» **Problem description**
Starting at the line that contains "For every instance of the greenhouse side" and ending with the final line of the rows below, rewrite those lines as a JSON list of strings, one string per line, leaving out any blank lines.

» **Data**
---

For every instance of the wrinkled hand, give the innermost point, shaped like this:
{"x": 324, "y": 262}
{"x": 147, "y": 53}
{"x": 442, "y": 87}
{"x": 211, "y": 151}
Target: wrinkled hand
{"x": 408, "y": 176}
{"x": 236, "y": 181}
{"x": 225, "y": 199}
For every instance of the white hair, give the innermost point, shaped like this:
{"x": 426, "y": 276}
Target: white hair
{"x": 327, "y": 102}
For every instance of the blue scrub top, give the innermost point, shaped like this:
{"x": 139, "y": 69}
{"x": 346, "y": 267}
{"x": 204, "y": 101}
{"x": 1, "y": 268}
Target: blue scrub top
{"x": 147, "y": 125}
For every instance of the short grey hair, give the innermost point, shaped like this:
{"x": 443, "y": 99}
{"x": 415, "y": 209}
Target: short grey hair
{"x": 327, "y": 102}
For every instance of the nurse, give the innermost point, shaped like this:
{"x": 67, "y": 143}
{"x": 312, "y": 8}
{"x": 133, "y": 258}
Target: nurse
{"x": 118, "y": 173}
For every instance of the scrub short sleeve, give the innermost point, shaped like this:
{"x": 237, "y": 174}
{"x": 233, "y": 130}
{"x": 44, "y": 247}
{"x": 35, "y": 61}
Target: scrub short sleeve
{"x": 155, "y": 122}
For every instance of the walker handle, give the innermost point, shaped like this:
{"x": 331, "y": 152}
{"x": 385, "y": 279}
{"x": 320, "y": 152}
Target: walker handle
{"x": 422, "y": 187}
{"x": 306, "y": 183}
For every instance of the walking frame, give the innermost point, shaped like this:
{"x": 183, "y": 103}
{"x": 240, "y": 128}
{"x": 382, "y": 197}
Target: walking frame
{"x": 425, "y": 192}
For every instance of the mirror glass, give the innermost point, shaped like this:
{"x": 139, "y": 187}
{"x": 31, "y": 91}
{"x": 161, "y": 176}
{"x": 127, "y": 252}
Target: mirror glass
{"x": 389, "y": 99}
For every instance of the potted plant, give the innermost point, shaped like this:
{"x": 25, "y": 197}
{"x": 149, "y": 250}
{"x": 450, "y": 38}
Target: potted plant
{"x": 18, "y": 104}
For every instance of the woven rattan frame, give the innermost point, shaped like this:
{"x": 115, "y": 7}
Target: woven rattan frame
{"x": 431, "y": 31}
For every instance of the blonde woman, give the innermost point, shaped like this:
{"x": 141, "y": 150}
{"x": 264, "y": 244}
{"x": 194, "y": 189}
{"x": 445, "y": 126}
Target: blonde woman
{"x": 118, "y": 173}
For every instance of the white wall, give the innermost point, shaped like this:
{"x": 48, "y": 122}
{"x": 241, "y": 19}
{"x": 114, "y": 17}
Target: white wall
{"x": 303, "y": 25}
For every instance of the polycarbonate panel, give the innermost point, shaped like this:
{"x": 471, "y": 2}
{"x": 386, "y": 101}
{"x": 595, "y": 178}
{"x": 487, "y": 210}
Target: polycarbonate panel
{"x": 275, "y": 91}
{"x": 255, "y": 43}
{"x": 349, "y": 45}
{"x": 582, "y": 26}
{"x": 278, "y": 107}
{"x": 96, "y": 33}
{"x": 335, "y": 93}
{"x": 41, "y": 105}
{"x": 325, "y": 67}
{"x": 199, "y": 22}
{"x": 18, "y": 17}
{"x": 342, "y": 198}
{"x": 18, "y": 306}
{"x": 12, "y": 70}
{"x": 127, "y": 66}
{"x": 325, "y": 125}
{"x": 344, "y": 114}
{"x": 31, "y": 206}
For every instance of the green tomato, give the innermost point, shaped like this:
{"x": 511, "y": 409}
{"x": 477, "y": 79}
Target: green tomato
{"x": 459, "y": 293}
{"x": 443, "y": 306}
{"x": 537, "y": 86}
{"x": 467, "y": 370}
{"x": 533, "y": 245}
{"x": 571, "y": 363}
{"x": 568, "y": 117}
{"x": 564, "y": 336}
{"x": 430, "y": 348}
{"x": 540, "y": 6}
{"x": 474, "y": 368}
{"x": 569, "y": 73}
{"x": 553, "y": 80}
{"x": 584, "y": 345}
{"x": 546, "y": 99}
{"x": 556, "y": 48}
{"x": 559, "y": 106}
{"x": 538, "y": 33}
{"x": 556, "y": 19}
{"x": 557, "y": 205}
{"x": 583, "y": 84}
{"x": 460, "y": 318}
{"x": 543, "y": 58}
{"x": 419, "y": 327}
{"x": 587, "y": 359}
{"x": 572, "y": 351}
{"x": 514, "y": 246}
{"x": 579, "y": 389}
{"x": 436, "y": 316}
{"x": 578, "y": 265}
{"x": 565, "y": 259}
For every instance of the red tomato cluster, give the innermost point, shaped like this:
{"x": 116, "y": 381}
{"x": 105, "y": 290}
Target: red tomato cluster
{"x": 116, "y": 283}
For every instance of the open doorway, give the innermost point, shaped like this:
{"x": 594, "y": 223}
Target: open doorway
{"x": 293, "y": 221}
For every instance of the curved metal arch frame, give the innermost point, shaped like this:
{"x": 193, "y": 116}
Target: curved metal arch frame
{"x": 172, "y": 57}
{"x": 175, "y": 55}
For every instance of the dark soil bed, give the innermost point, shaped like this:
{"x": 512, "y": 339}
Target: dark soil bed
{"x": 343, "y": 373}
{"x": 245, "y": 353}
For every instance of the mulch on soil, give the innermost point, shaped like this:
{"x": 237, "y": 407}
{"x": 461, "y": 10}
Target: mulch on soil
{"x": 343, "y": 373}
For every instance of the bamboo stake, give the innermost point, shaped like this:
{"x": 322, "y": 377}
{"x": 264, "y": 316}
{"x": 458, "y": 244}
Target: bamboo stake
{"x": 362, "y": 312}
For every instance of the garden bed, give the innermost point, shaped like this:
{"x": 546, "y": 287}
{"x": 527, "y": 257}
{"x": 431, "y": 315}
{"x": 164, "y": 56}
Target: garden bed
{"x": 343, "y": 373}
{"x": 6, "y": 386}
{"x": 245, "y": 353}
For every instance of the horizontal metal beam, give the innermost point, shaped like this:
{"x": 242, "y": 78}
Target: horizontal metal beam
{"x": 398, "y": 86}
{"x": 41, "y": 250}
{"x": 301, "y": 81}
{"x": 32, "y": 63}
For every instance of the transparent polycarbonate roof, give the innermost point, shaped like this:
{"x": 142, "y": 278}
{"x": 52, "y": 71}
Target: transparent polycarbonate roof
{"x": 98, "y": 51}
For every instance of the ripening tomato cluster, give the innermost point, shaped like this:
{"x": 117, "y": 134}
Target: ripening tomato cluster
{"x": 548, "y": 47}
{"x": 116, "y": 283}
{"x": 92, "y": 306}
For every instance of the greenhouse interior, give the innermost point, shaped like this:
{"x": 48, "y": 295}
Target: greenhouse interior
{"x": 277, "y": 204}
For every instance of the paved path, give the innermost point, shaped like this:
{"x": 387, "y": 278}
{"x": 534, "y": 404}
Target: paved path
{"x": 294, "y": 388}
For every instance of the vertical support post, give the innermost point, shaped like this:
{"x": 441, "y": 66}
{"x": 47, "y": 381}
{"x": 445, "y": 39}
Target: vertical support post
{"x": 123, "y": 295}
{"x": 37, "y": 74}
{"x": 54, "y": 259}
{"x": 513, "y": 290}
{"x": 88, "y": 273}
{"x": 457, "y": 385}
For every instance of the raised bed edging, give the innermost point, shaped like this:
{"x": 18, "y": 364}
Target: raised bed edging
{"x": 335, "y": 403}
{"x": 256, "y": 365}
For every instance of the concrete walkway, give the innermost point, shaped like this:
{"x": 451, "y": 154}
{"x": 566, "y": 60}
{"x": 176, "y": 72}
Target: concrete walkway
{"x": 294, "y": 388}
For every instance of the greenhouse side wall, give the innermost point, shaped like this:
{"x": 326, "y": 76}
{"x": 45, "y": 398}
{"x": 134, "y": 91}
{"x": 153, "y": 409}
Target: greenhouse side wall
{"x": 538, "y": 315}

---

» **Result of the task**
[
  "For every instance of the greenhouse side wall, give the innermost point, shaped like this:",
  "{\"x\": 326, \"y\": 76}",
  "{\"x\": 45, \"y\": 398}",
  "{\"x\": 134, \"y\": 91}",
  "{\"x\": 153, \"y\": 409}",
  "Target: greenhouse side wall",
  "{\"x\": 538, \"y\": 315}"
]